Update the material below by replacing every "photo" with "image" and leaving everything else unchanged. Don't include the pictures in your answer.

+++

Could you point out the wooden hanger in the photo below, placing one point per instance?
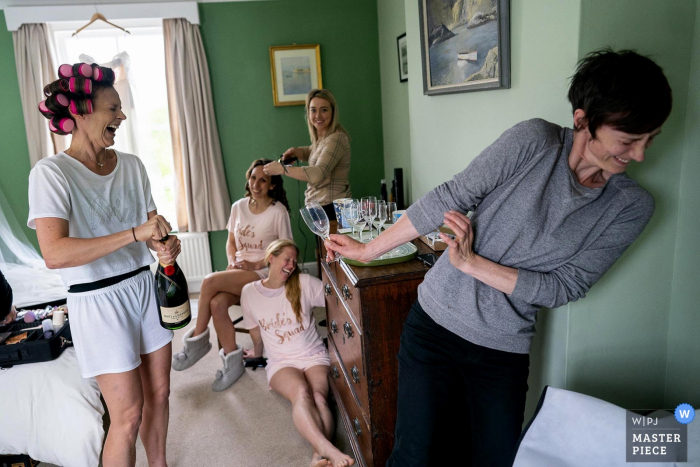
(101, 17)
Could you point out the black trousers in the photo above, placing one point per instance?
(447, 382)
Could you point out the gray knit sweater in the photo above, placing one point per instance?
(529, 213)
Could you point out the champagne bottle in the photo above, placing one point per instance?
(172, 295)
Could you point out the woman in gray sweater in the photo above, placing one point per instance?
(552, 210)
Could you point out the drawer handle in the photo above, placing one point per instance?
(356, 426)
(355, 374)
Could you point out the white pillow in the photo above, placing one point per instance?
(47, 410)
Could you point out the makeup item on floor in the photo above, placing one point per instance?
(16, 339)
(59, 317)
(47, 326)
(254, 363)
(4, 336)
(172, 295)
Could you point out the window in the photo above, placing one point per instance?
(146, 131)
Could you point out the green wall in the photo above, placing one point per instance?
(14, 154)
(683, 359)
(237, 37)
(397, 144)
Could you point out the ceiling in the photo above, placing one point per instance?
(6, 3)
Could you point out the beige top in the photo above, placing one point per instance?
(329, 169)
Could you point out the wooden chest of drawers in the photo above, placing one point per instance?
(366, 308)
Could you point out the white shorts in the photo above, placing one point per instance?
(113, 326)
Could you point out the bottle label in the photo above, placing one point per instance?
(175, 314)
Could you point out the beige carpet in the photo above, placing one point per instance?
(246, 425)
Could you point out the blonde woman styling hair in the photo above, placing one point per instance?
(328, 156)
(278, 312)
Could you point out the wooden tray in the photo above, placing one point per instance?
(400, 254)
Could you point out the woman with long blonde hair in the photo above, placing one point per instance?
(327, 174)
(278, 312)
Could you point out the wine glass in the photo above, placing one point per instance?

+++

EXPECTED ANSWER:
Could you point out the wooden hanger in the image below, placing one point per instance?
(101, 17)
Could you point out the black trousers in the image above, placing one point per instance?
(447, 382)
Could you point out the gray knit sweater in the image above, placing one point per instance?
(529, 213)
Could you point out the champagne bottle in the image above, placing one point per instance?
(172, 295)
Could you point out the woman in gray sweater in the image above, placing one point per instance?
(552, 210)
Could you point out the drawer handle in the image above, placing one point per instance?
(356, 426)
(355, 374)
Could you point out the white pillow in the image above, placing one point per instance?
(47, 410)
Could you point out the makeup item on floor in the image above, placing one point per instance?
(16, 339)
(59, 317)
(47, 326)
(254, 363)
(4, 336)
(172, 295)
Could you point out the window in the image above, placing one point per instance?
(146, 131)
Could you point out the green wall in the image above, placing one point per instance?
(14, 154)
(683, 359)
(237, 37)
(397, 144)
Could you point out the ceiling in the image above, placing one point per instance?
(6, 3)
Could you point out the beige top in the image above, placing one point per instance?
(329, 169)
Could you point out the wooden chest of drawers in the image above, placing one point per instance?
(366, 308)
Could you point out the white shorts in the image above, placing one point per instance?
(113, 326)
Could you point out the bottle label in the image above, placing one point per instance?
(175, 314)
Could you point out the beige carpet in the image above, placing one point per instance?
(246, 425)
Could you point out the blonde woman styling hair in the image above, placing one point per instance?
(328, 156)
(278, 312)
Could you point out the wooden tray in the image above, placing one point per instance?
(400, 254)
Could you point out the woman with long blonde hair in the image above, placing one point per instance?
(327, 174)
(278, 312)
Could you point out the wine glass in the image above, placing one point per instance?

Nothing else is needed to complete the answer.